◆ **Attività richieste**
1. Indica se le affermazioni (a), (b) e (c) concordano con il brano sul senso di colpa per il Covid. Per ciascuna rispondi sì o no e cita fedelmente le parole del brano che lo stabiliscono.
(a) Il brano indica come probabile causa del senso di colpa le campagne di prevenzione diffuse in TV e sui social.
(b) Secondo il brano, chi non segue le linee guida anti-contagio proverà molto probabilmente un forte senso di colpa.
(c) Il brano afferma che la colpa resta innocua anche quando si cronicizza.
2. Trascrivi senza modifiche la parte del brano sul senso di colpa per il Covid che si apre con le parole contenenti "Ma perché, se" e si chiude con "potuti comportare diversamente.".

◆ **Brano da leggere**
# # # #

Ma perché, se magari non si è neanche consapevoli di aver contratto il virus, ad esempio perché sono state prese tutte le precauzioni che le regole ci impongono, ci sentiamo così colpevoli?

Lo stigma sociale

Probabilmente sono le campagne di prevenzione, che vengono diffuse quotidianamente in TV e sui social, che inviano un messaggio netto sulla responsabilità personale e sull'importanza dei comportamenti del singolo. Può accadere inoltre che, una volta diffusa tra i conoscenti la notizia che il soggetto abbia contratto il virus, siano proprio questi a farlo sentire responsabile, mettendo in atto condotte di esclusione e di isolamento.

Tutto ciò può condurre all'autocolpevolizzazione e al rimuginio sulle situazioni in cui si sospetta di essersi contagiati, ripercorrerendo gli eventi per capire dove e come ci si sarebbe potuti comportare diversamente.

Attenzione però: sebbene la colpa sia un'emozione, avente come scopo quello di mettere in guardia dagli eventi presumibilmente pericolosi, la sua cronicizzazione può diventare patologica. Se ciò si realizza, occorre porre in discussione il modo di affrontare le situazioni e, soprattutto, i propri pensieri e comportamenti, assumendosi, se necessario, le proprie responsabilità ed arrivando anche a mettere in discussione il proprio modo di pensare.

Ma quali sono le reali responsabilità di una persona che contrae il Covid?

Spesso non ci sono responsabilità oggettive. Possono esserci senza dubbio soggetti che non seguono le linee guida anti-contagio indicate dal governo e dal Ministero della Salute, ma poiché questi individui probabilmente non hanno percezione del pericolo che rappresentano per se e per gli altri, inclusi i propri familiari, è molto probabile che essi non proveranno alcun senso di colpa.

# # # #

◆ **Elenco dei dati**

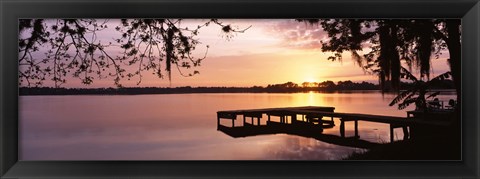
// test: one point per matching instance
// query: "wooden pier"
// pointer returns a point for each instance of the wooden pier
(312, 118)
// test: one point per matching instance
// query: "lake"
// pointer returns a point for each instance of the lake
(184, 126)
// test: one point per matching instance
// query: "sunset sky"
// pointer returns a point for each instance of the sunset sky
(271, 51)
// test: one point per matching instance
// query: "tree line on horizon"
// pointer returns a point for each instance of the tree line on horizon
(288, 87)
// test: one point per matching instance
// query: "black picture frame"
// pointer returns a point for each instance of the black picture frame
(467, 10)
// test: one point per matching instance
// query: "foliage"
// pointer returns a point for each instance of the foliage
(391, 42)
(418, 92)
(74, 47)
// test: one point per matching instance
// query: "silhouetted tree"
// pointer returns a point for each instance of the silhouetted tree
(73, 47)
(417, 93)
(392, 41)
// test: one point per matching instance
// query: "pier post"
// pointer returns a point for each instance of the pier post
(405, 133)
(391, 133)
(356, 129)
(342, 128)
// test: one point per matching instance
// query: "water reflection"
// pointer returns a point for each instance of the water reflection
(179, 127)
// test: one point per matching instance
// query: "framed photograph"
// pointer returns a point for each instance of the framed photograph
(239, 89)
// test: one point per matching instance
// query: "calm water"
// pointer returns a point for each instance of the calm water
(183, 126)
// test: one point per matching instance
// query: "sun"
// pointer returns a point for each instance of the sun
(310, 80)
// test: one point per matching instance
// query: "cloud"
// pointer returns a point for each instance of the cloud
(299, 35)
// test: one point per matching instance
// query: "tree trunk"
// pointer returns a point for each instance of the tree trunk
(454, 48)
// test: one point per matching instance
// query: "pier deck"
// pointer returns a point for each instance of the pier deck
(313, 115)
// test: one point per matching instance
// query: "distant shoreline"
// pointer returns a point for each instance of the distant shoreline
(25, 91)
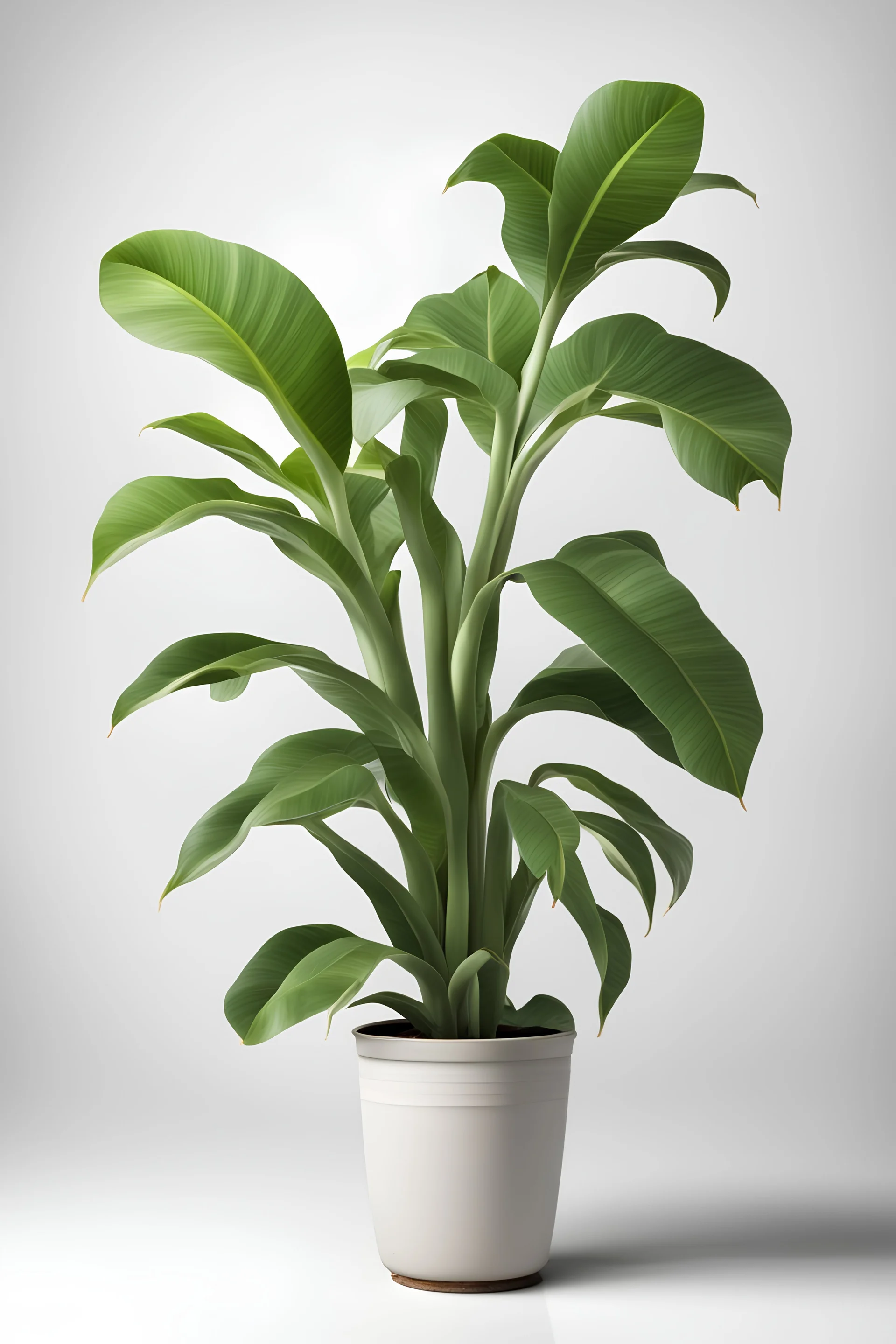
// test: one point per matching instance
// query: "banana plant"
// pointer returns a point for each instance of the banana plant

# # # #

◆ **Risposte per voce**
1.
(a) Sì: «Probabilmente sono le campagne di prevenzione, che vengono diffuse quotidianamente in TV e sui social, che inviano un messaggio netto sulla responsabilità personale e sull'importanza dei comportamenti del singolo.»
(b) No: «è molto probabile che essi non proveranno alcun senso di colpa.»
(c) No: «la sua cronicizzazione può diventare patologica.»

2.
Ma perché, se magari non si è neanche consapevoli di aver contratto il virus, ad esempio perché sono state prese tutte le precauzioni che le regole ci impongono, ci sentiamo così colpevoli?

Lo stigma sociale

Probabilmente sono le campagne di prevenzione, che vengono diffuse quotidianamente in TV e sui social, che inviano un messaggio netto sulla responsabilità personale e sull'importanza dei comportamenti del singolo. Può accadere inoltre che, una volta diffusa tra i conoscenti la notizia che il soggetto abbia contratto il virus, siano proprio questi a farlo sentire responsabile, mettendo in atto condotte di esclusione e di isolamento.

Tutto ciò può condurre all'autocolpevolizzazione e al rimuginio sulle situazioni in cui si sospetta di essersi contagiati, ripercorrerendo gli eventi per capire dove e come ci si sarebbe potuti comportare diversamente.